However many lines the data holds, transcribe them all exactly.

□ □ □ □ □

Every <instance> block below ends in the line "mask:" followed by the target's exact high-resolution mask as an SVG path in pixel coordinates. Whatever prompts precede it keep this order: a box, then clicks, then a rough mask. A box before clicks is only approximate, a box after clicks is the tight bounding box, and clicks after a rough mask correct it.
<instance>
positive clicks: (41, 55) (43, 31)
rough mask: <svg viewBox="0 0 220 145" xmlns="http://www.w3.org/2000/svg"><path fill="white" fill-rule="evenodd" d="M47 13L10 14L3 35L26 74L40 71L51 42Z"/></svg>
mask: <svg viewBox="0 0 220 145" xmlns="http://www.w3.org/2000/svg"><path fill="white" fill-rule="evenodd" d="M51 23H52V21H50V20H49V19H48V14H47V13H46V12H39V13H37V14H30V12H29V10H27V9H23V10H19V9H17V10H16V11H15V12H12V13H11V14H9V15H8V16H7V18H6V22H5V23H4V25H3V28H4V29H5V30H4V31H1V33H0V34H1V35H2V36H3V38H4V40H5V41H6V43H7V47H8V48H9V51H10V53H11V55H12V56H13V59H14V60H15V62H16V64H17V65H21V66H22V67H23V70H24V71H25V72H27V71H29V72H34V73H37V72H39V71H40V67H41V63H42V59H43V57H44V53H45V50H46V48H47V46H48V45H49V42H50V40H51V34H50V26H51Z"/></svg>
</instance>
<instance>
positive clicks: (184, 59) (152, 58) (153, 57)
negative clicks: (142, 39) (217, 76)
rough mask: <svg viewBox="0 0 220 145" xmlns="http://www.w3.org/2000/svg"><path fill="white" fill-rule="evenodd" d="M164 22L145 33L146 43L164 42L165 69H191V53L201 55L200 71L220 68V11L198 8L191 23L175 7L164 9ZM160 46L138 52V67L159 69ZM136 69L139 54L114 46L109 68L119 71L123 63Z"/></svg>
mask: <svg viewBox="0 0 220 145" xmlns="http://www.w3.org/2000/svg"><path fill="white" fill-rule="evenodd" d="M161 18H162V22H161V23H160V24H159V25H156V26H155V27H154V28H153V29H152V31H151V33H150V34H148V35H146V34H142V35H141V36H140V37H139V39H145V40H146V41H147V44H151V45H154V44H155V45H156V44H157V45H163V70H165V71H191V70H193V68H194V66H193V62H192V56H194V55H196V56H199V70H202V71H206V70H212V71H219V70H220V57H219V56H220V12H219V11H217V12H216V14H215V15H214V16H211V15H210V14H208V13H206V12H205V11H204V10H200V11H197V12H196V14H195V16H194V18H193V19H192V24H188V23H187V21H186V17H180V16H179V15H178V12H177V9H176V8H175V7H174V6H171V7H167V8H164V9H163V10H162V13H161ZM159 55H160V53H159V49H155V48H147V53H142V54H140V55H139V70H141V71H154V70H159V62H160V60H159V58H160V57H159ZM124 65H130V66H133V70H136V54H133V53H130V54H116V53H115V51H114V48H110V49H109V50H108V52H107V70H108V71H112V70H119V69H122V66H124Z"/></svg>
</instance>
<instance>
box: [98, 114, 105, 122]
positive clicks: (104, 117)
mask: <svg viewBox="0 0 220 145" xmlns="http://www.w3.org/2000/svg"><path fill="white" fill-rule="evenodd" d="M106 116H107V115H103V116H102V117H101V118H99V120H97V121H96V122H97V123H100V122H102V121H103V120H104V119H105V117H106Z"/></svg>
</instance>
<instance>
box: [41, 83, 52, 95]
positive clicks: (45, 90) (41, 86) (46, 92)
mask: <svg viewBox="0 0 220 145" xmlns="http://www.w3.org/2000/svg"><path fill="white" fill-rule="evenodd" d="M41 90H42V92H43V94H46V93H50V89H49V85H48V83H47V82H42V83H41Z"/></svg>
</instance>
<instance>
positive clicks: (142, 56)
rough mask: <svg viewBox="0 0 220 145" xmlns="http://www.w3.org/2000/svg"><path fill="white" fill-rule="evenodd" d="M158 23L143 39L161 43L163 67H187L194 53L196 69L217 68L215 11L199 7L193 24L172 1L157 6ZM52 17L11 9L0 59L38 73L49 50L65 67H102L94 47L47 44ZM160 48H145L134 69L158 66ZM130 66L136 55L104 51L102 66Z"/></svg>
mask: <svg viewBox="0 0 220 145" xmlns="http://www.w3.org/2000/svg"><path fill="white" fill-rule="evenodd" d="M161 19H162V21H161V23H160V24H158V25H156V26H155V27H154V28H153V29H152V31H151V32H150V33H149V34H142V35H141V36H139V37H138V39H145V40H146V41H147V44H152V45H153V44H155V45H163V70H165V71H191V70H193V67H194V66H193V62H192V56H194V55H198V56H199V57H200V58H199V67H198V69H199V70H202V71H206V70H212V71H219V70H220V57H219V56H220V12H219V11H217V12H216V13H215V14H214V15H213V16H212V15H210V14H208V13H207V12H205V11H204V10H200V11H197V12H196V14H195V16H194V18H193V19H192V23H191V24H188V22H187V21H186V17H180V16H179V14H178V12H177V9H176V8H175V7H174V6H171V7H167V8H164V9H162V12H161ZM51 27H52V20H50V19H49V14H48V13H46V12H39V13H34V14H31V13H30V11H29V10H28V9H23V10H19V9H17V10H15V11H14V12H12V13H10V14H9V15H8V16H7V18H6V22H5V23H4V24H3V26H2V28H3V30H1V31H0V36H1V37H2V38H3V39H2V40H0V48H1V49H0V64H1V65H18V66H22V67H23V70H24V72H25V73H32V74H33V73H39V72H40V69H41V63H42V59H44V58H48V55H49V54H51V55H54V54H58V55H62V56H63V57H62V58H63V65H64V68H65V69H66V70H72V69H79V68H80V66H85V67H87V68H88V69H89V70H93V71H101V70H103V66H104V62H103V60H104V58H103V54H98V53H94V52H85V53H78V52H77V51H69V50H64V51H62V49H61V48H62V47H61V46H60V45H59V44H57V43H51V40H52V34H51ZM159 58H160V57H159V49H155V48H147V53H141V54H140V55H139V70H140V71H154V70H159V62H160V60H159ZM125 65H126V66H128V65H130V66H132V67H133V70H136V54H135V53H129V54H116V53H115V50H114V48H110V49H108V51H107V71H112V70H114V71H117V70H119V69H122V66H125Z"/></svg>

□ □ □ □ □

● **REPLY**
Every <instance> block below ends in the line "mask:" followed by the target's exact high-resolution mask as an SVG path in pixel coordinates. Whatever prompts precede it keep this order: a box, then clicks, then a rough mask. A box before clicks is only approximate, a box after clicks is the tight bounding box, and clicks after a rough mask correct it.
<instance>
positive clicks: (41, 55) (43, 31)
rough mask: <svg viewBox="0 0 220 145" xmlns="http://www.w3.org/2000/svg"><path fill="white" fill-rule="evenodd" d="M47 13L10 14L3 35L26 74L40 71L51 42Z"/></svg>
mask: <svg viewBox="0 0 220 145" xmlns="http://www.w3.org/2000/svg"><path fill="white" fill-rule="evenodd" d="M51 23H52V21H50V20H49V19H48V14H47V13H46V12H39V13H37V14H30V12H29V10H27V9H23V10H19V9H17V10H16V11H15V12H12V13H11V14H9V15H8V16H7V18H6V22H5V23H4V25H3V28H4V29H5V30H4V31H1V33H0V34H1V35H2V36H3V38H4V40H5V41H6V43H7V47H8V48H9V51H10V53H11V55H12V56H13V59H14V60H15V62H16V64H17V65H21V66H22V67H23V70H24V71H25V72H27V71H29V72H34V73H37V72H39V71H40V67H41V63H42V59H43V57H44V53H45V50H46V48H47V46H48V45H49V42H50V40H51V34H50V26H51Z"/></svg>
</instance>
<instance>
positive clicks: (184, 59) (152, 58) (153, 57)
negative clicks: (142, 39) (217, 76)
rough mask: <svg viewBox="0 0 220 145" xmlns="http://www.w3.org/2000/svg"><path fill="white" fill-rule="evenodd" d="M164 22L145 33L146 43L164 42L165 69H191V53L201 55L200 71L220 68V11L198 8L191 23L175 7L164 9ZM160 46L138 52V67L159 69ZM136 69L139 54L114 46L109 68L119 71L123 63Z"/></svg>
mask: <svg viewBox="0 0 220 145" xmlns="http://www.w3.org/2000/svg"><path fill="white" fill-rule="evenodd" d="M161 18H162V22H161V23H160V24H159V25H156V26H155V27H154V28H153V29H152V31H151V33H150V34H148V35H146V34H142V35H141V36H140V37H139V39H145V40H146V41H147V44H151V45H154V44H155V45H156V44H157V45H163V70H165V71H191V70H193V68H194V66H193V62H192V56H194V55H196V56H199V70H202V71H206V70H212V71H219V70H220V57H219V56H220V12H219V11H217V12H216V14H215V15H214V16H211V15H210V14H208V13H206V12H205V11H204V10H200V11H197V12H196V14H195V16H194V18H193V19H192V24H188V23H187V21H186V17H180V16H179V15H178V12H177V9H176V8H175V7H174V6H171V7H167V8H164V9H163V10H162V13H161ZM159 55H160V53H159V49H155V48H147V53H142V54H140V55H139V70H141V71H154V70H159V62H160V60H159V58H160V57H159ZM124 65H130V66H133V70H136V54H133V53H130V54H116V53H115V51H114V48H110V49H109V50H108V52H107V70H108V71H112V70H119V69H122V66H124Z"/></svg>
</instance>
<instance>
box: [98, 114, 105, 122]
positive clicks: (104, 117)
mask: <svg viewBox="0 0 220 145" xmlns="http://www.w3.org/2000/svg"><path fill="white" fill-rule="evenodd" d="M106 116H107V115H103V116H102V117H101V118H99V120H97V121H96V122H97V123H100V122H102V121H103V120H104V119H105V117H106Z"/></svg>
</instance>
<instance>
box: [41, 83, 52, 95]
positive clicks: (45, 90) (41, 86) (46, 92)
mask: <svg viewBox="0 0 220 145" xmlns="http://www.w3.org/2000/svg"><path fill="white" fill-rule="evenodd" d="M41 90H42V92H43V94H46V93H50V89H49V85H48V83H47V82H42V83H41Z"/></svg>
</instance>
<instance>
positive clicks: (142, 56)
rough mask: <svg viewBox="0 0 220 145" xmlns="http://www.w3.org/2000/svg"><path fill="white" fill-rule="evenodd" d="M158 23L143 39L161 43L163 67H187L194 53L196 69L217 68L215 11L199 7L193 24L172 1L157 6ZM52 17L11 9L0 59L38 73L49 50L65 67H102L94 47L47 44ZM160 48H145L134 69L158 66ZM130 66L136 55L104 51L102 66Z"/></svg>
mask: <svg viewBox="0 0 220 145" xmlns="http://www.w3.org/2000/svg"><path fill="white" fill-rule="evenodd" d="M161 19H162V21H161V23H160V24H158V25H156V26H155V27H154V28H153V29H152V31H151V32H150V33H149V34H142V35H141V36H139V37H138V39H145V40H146V41H147V44H152V45H153V44H155V45H163V70H165V71H191V70H193V67H194V66H193V62H192V56H194V55H198V56H199V57H200V58H199V67H198V69H199V70H202V71H206V70H212V71H219V70H220V57H219V56H220V12H219V11H217V12H216V13H215V14H214V15H213V16H212V15H210V14H208V13H207V12H205V11H204V10H200V11H197V12H196V14H195V16H194V18H193V19H192V23H191V24H188V22H187V21H186V17H180V16H179V14H178V12H177V9H176V8H175V7H174V6H171V7H167V8H164V9H162V12H161ZM51 27H52V20H50V19H49V14H48V13H46V12H39V13H34V14H31V13H30V11H29V10H28V9H23V10H19V9H17V10H15V11H14V12H12V13H10V14H9V15H8V16H7V18H6V22H5V23H4V24H3V26H2V28H3V30H1V31H0V36H1V37H2V38H3V39H2V40H0V48H1V49H0V64H1V65H18V66H22V67H23V70H24V72H25V73H32V74H33V73H39V72H40V69H41V63H42V59H44V58H48V55H49V54H51V55H54V54H58V55H62V56H63V57H62V58H63V65H64V68H65V69H66V70H72V69H79V68H80V66H85V67H87V68H88V69H89V70H93V71H101V70H103V66H104V62H103V60H104V58H103V54H98V53H94V52H85V53H78V52H77V51H69V50H64V51H62V49H61V48H62V47H61V46H60V45H59V44H57V43H51V40H52V34H51ZM159 58H160V57H159V49H155V48H147V53H141V54H140V55H139V70H140V71H154V70H159V62H160V60H159ZM125 65H126V66H128V65H130V66H132V67H133V70H136V54H135V53H129V54H116V53H115V50H114V48H110V49H108V51H107V71H112V70H114V71H117V70H119V69H122V66H125Z"/></svg>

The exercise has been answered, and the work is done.